◆ **Data provided**
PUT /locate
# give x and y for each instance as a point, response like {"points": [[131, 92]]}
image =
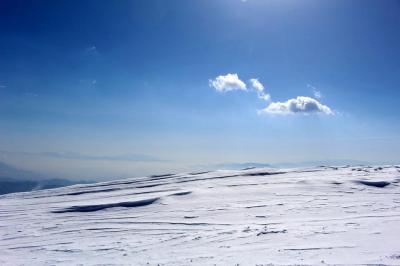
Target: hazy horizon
{"points": [[94, 89]]}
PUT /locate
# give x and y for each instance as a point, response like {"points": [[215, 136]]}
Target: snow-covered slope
{"points": [[256, 216]]}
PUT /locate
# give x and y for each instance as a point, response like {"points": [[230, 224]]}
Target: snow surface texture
{"points": [[322, 215]]}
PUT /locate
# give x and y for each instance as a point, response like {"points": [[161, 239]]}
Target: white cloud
{"points": [[257, 85], [226, 83], [316, 92], [301, 104]]}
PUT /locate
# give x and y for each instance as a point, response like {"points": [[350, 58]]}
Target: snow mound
{"points": [[309, 216]]}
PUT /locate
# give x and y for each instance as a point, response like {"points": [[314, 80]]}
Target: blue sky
{"points": [[109, 89]]}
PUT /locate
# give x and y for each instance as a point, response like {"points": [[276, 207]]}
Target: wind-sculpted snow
{"points": [[323, 215]]}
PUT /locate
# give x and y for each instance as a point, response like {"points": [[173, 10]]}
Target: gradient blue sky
{"points": [[121, 88]]}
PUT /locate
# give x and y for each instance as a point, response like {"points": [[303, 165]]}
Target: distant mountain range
{"points": [[13, 180]]}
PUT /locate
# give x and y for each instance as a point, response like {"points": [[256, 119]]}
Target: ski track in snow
{"points": [[322, 215]]}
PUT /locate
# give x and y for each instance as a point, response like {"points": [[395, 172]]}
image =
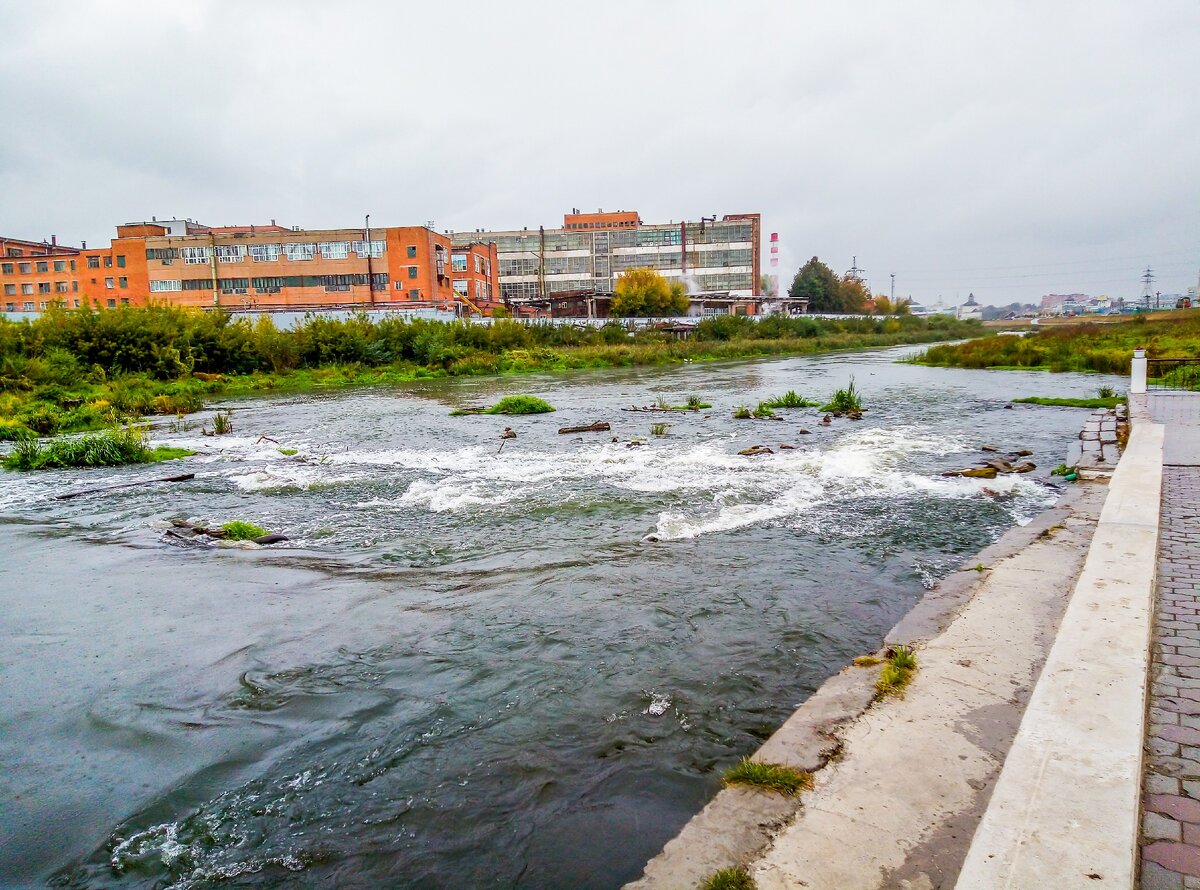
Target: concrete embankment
{"points": [[1013, 761], [900, 785]]}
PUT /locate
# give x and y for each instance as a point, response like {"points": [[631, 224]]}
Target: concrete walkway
{"points": [[1170, 836]]}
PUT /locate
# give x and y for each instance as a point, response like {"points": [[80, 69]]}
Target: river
{"points": [[471, 666]]}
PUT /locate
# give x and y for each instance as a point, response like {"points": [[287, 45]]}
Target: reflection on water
{"points": [[496, 667]]}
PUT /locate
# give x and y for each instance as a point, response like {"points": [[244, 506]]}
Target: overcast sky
{"points": [[1008, 149]]}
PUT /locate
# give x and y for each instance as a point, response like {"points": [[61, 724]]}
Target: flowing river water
{"points": [[472, 666]]}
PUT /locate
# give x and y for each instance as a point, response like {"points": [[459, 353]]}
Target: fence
{"points": [[1173, 373]]}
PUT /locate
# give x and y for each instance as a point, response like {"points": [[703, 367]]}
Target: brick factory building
{"points": [[181, 263], [718, 259]]}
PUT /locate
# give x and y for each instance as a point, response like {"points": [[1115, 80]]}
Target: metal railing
{"points": [[1173, 373]]}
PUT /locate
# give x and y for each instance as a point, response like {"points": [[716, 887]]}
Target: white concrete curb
{"points": [[1066, 807]]}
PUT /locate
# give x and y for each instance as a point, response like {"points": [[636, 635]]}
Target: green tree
{"points": [[817, 282], [645, 293]]}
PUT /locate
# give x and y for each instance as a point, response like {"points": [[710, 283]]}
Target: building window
{"points": [[299, 251], [196, 256], [375, 248], [264, 253], [334, 250]]}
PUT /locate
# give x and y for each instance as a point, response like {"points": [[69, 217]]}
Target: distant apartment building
{"points": [[183, 263], [715, 258]]}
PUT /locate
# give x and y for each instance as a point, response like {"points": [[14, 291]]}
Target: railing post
{"points": [[1138, 372]]}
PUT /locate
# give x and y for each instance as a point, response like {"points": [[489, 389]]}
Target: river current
{"points": [[478, 662]]}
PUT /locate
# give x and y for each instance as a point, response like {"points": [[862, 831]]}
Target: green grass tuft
{"points": [[112, 447], [1103, 402], [847, 400], [520, 404], [772, 776], [729, 879], [240, 530], [790, 400]]}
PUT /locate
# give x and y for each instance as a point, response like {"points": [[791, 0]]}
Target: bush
{"points": [[240, 530], [520, 404]]}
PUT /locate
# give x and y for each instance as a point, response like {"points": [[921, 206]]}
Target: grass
{"points": [[790, 400], [1098, 347], [771, 776], [737, 878], [240, 530], [222, 422], [521, 404], [83, 370], [897, 673], [1102, 402], [112, 447], [845, 401]]}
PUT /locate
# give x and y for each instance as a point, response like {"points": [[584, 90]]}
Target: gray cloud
{"points": [[1005, 149]]}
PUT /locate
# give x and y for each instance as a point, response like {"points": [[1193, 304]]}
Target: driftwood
{"points": [[181, 477]]}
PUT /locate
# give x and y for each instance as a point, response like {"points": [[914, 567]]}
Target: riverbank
{"points": [[1084, 347], [72, 372], [901, 783]]}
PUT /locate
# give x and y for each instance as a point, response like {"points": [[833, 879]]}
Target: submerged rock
{"points": [[973, 473]]}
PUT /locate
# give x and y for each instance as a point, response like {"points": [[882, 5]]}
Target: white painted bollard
{"points": [[1138, 372]]}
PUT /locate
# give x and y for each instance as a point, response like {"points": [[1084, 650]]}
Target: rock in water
{"points": [[274, 537], [973, 473]]}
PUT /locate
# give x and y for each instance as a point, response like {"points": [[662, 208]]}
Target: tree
{"points": [[819, 284], [645, 293]]}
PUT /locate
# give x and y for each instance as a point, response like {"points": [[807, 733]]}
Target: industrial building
{"points": [[183, 263], [575, 268]]}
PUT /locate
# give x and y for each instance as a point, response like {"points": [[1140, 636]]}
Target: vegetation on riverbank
{"points": [[1104, 348], [69, 371], [771, 776], [1073, 402], [112, 447]]}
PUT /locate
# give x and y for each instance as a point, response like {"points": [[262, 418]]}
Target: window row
{"points": [[60, 287], [267, 253], [60, 265], [269, 283]]}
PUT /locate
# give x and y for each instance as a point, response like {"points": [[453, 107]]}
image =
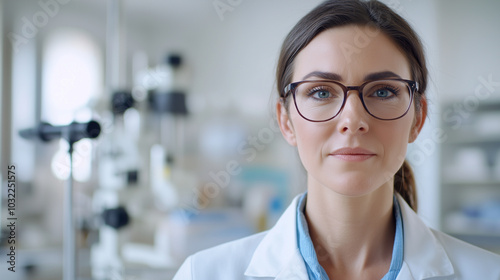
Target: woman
{"points": [[351, 79]]}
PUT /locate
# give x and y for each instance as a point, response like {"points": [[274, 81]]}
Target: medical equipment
{"points": [[72, 133]]}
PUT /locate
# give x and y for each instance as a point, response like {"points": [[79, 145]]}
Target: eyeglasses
{"points": [[323, 100]]}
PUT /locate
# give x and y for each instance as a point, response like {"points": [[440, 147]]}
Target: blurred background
{"points": [[189, 155]]}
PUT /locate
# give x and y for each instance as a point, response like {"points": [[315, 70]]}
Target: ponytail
{"points": [[404, 184]]}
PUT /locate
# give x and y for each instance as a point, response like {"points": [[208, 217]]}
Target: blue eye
{"points": [[382, 93], [385, 92], [321, 94]]}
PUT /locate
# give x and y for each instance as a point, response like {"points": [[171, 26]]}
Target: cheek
{"points": [[311, 139], [395, 140]]}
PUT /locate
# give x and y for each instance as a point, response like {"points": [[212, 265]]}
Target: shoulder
{"points": [[227, 259], [469, 261]]}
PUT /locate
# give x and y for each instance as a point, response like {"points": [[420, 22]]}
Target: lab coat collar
{"points": [[277, 254]]}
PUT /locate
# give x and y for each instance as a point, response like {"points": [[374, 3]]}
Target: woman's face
{"points": [[354, 153]]}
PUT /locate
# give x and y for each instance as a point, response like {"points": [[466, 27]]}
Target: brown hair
{"points": [[335, 13]]}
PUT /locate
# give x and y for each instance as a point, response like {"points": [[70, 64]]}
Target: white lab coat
{"points": [[274, 254]]}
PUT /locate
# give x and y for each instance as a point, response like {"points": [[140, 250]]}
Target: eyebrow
{"points": [[337, 77]]}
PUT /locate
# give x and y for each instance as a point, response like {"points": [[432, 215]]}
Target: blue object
{"points": [[306, 248]]}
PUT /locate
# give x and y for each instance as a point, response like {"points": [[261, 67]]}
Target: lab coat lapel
{"points": [[277, 255], [424, 255]]}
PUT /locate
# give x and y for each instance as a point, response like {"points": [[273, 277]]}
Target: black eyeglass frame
{"points": [[412, 88]]}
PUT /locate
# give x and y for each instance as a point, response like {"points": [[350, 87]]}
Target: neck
{"points": [[352, 235]]}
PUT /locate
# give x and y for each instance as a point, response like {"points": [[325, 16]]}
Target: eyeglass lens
{"points": [[384, 99]]}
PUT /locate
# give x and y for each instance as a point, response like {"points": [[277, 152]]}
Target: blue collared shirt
{"points": [[306, 247]]}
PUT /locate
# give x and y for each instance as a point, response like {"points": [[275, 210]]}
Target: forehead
{"points": [[352, 52]]}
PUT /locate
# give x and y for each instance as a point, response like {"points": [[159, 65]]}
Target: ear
{"points": [[285, 124], [420, 117]]}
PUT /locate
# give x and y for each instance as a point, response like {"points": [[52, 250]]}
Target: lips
{"points": [[352, 154]]}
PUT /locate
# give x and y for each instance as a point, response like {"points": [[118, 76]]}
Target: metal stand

◆ **Your objective**
All lines from the line containing "Target: forehead" through the end of the listing above are to be duplicated exactly; include both ends and nothing further.

◆ **Exercise answer**
Target: forehead
{"points": [[352, 52]]}
PUT /locate
# give x and y for each instance as a point, response like {"points": [[159, 65]]}
Target: ear
{"points": [[285, 124], [420, 117]]}
PUT /locate
# give x and y for each instance as a point, response like {"points": [[52, 250]]}
Target: lips
{"points": [[352, 154]]}
PUT /locate
# give x and y for each instance as a point, response like {"points": [[118, 76]]}
Target: metal stand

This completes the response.